> **WRITTEN PROBLEM**: Rewrite all the items below with "boulder" changed to "stone" everywhere it occurs and everything else left as it is, and omit the pictures from your answer.
____________
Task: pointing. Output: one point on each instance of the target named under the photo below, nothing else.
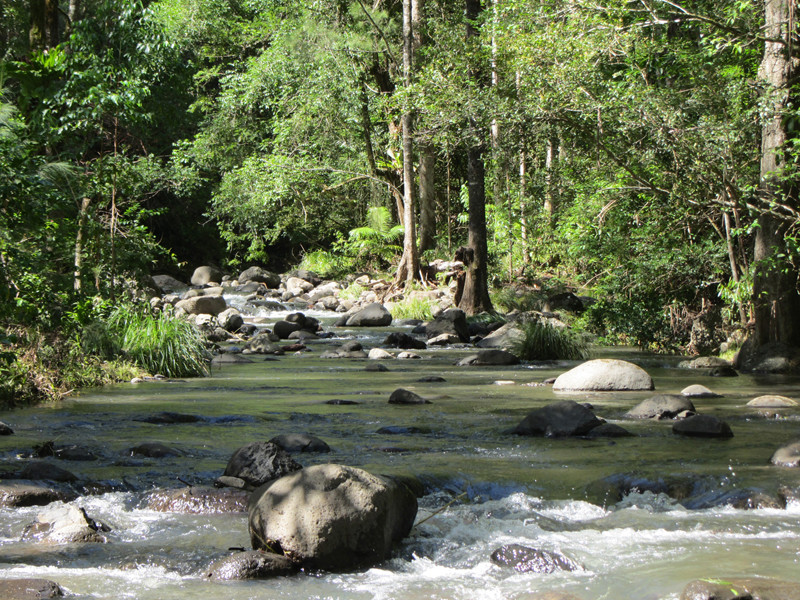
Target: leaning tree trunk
(775, 296)
(475, 298)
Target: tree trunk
(775, 297)
(475, 298)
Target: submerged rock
(331, 516)
(532, 560)
(251, 564)
(604, 374)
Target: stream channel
(537, 492)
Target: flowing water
(532, 491)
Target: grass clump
(542, 341)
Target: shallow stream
(532, 491)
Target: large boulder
(559, 419)
(331, 516)
(602, 375)
(372, 315)
(205, 275)
(202, 305)
(259, 275)
(741, 589)
(662, 406)
(453, 320)
(260, 462)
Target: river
(532, 491)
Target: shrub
(542, 341)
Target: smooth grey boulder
(559, 419)
(65, 524)
(259, 462)
(403, 396)
(202, 305)
(492, 357)
(199, 500)
(300, 442)
(372, 315)
(453, 320)
(331, 517)
(259, 275)
(250, 564)
(741, 589)
(205, 275)
(703, 426)
(661, 406)
(787, 456)
(532, 560)
(604, 375)
(29, 589)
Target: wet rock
(65, 524)
(452, 321)
(707, 426)
(699, 391)
(770, 401)
(332, 516)
(559, 419)
(27, 493)
(300, 442)
(661, 406)
(153, 450)
(169, 418)
(372, 315)
(604, 374)
(259, 462)
(787, 456)
(259, 275)
(403, 396)
(205, 275)
(199, 500)
(29, 589)
(741, 589)
(251, 564)
(532, 560)
(490, 357)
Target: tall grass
(542, 341)
(159, 343)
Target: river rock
(331, 516)
(259, 275)
(787, 456)
(402, 340)
(770, 401)
(205, 275)
(741, 589)
(65, 524)
(532, 560)
(372, 315)
(202, 305)
(604, 374)
(559, 419)
(699, 391)
(251, 564)
(259, 462)
(493, 357)
(29, 589)
(703, 426)
(661, 406)
(453, 321)
(199, 500)
(28, 493)
(403, 396)
(300, 442)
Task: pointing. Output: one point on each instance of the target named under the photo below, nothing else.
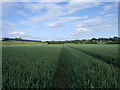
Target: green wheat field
(60, 65)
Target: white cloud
(6, 23)
(19, 33)
(21, 12)
(54, 10)
(79, 33)
(109, 15)
(82, 29)
(109, 7)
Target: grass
(29, 66)
(63, 66)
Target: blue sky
(59, 20)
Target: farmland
(60, 66)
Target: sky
(59, 20)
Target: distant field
(60, 66)
(18, 42)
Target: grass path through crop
(97, 56)
(61, 76)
____________
> **CORRECT OUTPUT**:
Task: pointing. Output: one point on each instance of the target named under the photo below, nothing else.
Target: leaning tree trunk
(775, 296)
(475, 298)
Target: tree trunk
(775, 297)
(475, 298)
Target: submerged rock
(331, 516)
(532, 560)
(251, 564)
(604, 374)
Target: stream channel
(537, 492)
Target: flowing water
(532, 491)
Target: grass clump
(542, 341)
Target: shallow stream
(532, 491)
Target: large stone
(559, 419)
(331, 516)
(602, 375)
(372, 315)
(205, 275)
(202, 305)
(259, 275)
(741, 589)
(662, 406)
(453, 320)
(260, 462)
Target: river
(532, 491)
Target: shrub
(542, 341)
Target: smooth grey stone
(559, 419)
(65, 524)
(259, 462)
(403, 396)
(202, 305)
(492, 357)
(199, 500)
(300, 442)
(372, 315)
(453, 320)
(331, 517)
(259, 275)
(250, 564)
(741, 589)
(205, 275)
(703, 426)
(661, 406)
(787, 456)
(532, 560)
(604, 375)
(29, 589)
Target: wet rock
(65, 524)
(452, 321)
(707, 426)
(699, 391)
(770, 401)
(332, 516)
(559, 419)
(27, 493)
(300, 442)
(661, 406)
(153, 450)
(169, 418)
(372, 315)
(604, 374)
(259, 462)
(787, 456)
(259, 275)
(403, 396)
(205, 275)
(199, 500)
(29, 589)
(741, 589)
(251, 564)
(532, 560)
(490, 357)
Target: tall grass
(542, 341)
(159, 343)
Target: river rock
(331, 516)
(259, 275)
(787, 456)
(402, 340)
(770, 401)
(205, 275)
(741, 589)
(65, 524)
(532, 560)
(372, 315)
(202, 305)
(604, 374)
(559, 419)
(699, 391)
(251, 564)
(259, 462)
(493, 357)
(29, 589)
(703, 426)
(661, 406)
(453, 321)
(199, 500)
(28, 493)
(403, 396)
(300, 442)
Task: pointing. Output: one point on each instance of the target named under the photo below, nothing else.
Target: green wheat field
(60, 65)
Target: white cloud
(6, 23)
(19, 33)
(21, 12)
(54, 10)
(79, 33)
(109, 15)
(82, 29)
(109, 7)
Target: grass
(29, 66)
(63, 66)
Target: blue sky
(59, 20)
Target: farmland
(60, 66)
Target: sky
(59, 20)
Target: distant field
(60, 66)
(18, 42)
Target: grass path through crop
(97, 56)
(61, 76)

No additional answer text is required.